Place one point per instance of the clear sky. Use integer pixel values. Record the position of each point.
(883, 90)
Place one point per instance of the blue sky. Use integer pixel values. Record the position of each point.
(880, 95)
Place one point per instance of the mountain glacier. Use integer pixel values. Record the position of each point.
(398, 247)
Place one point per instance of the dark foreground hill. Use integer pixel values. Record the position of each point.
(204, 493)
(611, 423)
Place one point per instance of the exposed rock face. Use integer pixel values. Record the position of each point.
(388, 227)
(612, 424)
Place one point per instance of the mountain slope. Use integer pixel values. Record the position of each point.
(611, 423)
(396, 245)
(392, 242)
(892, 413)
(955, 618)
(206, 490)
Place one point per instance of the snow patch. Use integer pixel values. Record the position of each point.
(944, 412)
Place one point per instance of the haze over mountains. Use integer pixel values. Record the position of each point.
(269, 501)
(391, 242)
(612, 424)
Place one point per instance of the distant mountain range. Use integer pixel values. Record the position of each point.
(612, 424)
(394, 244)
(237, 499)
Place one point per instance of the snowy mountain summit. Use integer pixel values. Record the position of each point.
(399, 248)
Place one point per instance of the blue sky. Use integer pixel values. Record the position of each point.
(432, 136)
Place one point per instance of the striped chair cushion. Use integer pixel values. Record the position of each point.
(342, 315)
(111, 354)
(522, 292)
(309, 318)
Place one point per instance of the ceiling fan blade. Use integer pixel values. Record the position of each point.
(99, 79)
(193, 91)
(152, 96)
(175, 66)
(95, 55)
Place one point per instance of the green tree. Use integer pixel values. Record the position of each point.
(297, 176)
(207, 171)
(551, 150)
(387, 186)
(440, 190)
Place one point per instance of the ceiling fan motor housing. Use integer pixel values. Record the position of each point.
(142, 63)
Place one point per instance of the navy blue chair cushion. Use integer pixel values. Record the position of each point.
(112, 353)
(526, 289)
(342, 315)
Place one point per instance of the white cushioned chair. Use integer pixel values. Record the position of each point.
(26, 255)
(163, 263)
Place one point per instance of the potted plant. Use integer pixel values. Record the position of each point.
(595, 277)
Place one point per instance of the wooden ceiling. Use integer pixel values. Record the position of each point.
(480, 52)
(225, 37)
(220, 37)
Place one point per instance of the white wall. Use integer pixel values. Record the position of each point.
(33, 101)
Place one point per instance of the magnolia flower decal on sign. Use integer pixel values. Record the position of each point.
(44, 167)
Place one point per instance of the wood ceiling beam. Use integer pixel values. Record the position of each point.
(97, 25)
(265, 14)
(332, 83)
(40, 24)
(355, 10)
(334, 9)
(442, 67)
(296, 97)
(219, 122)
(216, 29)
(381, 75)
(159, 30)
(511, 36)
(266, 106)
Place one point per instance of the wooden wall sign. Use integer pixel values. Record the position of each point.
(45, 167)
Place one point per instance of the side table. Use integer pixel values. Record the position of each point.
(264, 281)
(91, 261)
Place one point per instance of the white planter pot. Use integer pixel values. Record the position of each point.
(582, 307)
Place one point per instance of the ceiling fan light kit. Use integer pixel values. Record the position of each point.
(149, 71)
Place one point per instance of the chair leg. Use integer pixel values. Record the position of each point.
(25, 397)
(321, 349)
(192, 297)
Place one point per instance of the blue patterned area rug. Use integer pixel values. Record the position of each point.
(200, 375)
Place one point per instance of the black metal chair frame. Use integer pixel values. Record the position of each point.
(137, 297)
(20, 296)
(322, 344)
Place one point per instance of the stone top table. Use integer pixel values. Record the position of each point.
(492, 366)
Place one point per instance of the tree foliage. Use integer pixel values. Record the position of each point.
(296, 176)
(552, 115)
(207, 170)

• GOAL OF THE EXERCISE:
The answer is every entry, repeated word for word.

• FINAL ANSWER:
Place one point per instance of the clear sky. Use integer pixel values. Record the position of each point.
(883, 90)
Place one point per instance of the blue sky. Use integer pixel values. Record the position of each point.
(880, 95)
Place one point per instance of the mountain glacier. Use integer pixel values. Record the position of each point.
(398, 247)
Place one point per instance of the dark foreground hill. Use integer pixel values. Record the position of each point.
(204, 493)
(611, 423)
Place one point per instance of the exposed rock face. Use integer pixel values. Record the position of each point.
(388, 227)
(612, 424)
Place one point per instance of the mountain slope. Use integer pixel values. Record the position of each point.
(611, 423)
(396, 245)
(392, 242)
(892, 413)
(955, 618)
(206, 490)
Place one point per instance of the snow patch. Use integer pixel values. Record the position of each point.
(944, 412)
Place one point per instance of the haze over mountains. Use integer pixel values. Record the position of each point.
(269, 501)
(391, 242)
(612, 424)
Place one point per instance of the distant mountain range. Use integer pixel values. Record the position of each point.
(612, 424)
(394, 244)
(237, 499)
Place one point per instance of the snowy mountain summit. Use integer pixel values. Record the position of each point.
(399, 248)
Place one point per instance of the blue sky. Use integer pixel values. Record the position of each point.
(432, 136)
Place one point per instance of the striped chair cushion. Use integer pixel values. Record the position of each point.
(342, 315)
(111, 354)
(522, 292)
(309, 318)
Place one point per instance of the ceiling fan blade. Use integer pixel values. Record the position of each point.
(99, 79)
(193, 91)
(152, 96)
(175, 66)
(95, 55)
Place one point per instance of the green tree. Use integer pixel values. Record the position of each point.
(297, 176)
(207, 171)
(551, 150)
(387, 186)
(440, 190)
Place one point per instance of the ceiling fan motor housing. Use integer pixel values. Record the position of each point.
(142, 63)
Place one point per instance of the navy blue chair cushion. Use integer pixel values. Record the position of each point.
(112, 353)
(526, 289)
(342, 315)
Place one point per instance of the white cushioned chair. Use integer pixel values. Record the position of each point.
(26, 255)
(163, 263)
Place one point per instance of the potted plant. Use integer pixel values. Record the position of each point.
(595, 277)
Place one point per instance of the wooden ceiling. Use integer pixel values. Record the position of each point.
(480, 52)
(225, 37)
(220, 37)
Place one point per instance of the white wall. Use integer pixel values. Record the position of each point.
(33, 101)
Place one point per instance of the magnolia flower decal on sign. Use integer pixel values. Record the position of each point.
(44, 167)
Place one point per instance of the wood ceiling beam. Use integer pixel values. Record the position of each point.
(97, 25)
(265, 14)
(332, 83)
(40, 24)
(355, 10)
(334, 9)
(442, 67)
(296, 97)
(219, 122)
(216, 29)
(381, 75)
(159, 30)
(511, 36)
(266, 106)
Place one point per instance of the wooden wall sign. Use integer pixel values. Record the position of each point.
(45, 167)
Place one point per instance of the side table. Use integer pixel values. Record the position of each point.
(264, 281)
(91, 261)
Place one point per instance of the white planter pot. Use integer pixel values. Record the position of each point.
(582, 307)
Place one point per instance of the ceiling fan light kit. Use integer pixel values. Record the position of each point.
(149, 71)
Place one point per instance of the chair leg. Use integer pixel values. Record the position of each point.
(25, 397)
(321, 349)
(192, 297)
Place one point per instance of the blue patterned area rug. Use integer pixel values. Record the position of each point.
(200, 375)
Place one point per instance of the black metal chair frame. Use integer pixel values. Record the position of each point.
(137, 297)
(20, 296)
(322, 344)
Place one point per instance of the stone top table. Use integer pixel values. Record the position of each point.
(492, 366)
Place one point per instance of the tree foliage. Use integer pixel values. Record the position of each point.
(296, 176)
(552, 115)
(207, 170)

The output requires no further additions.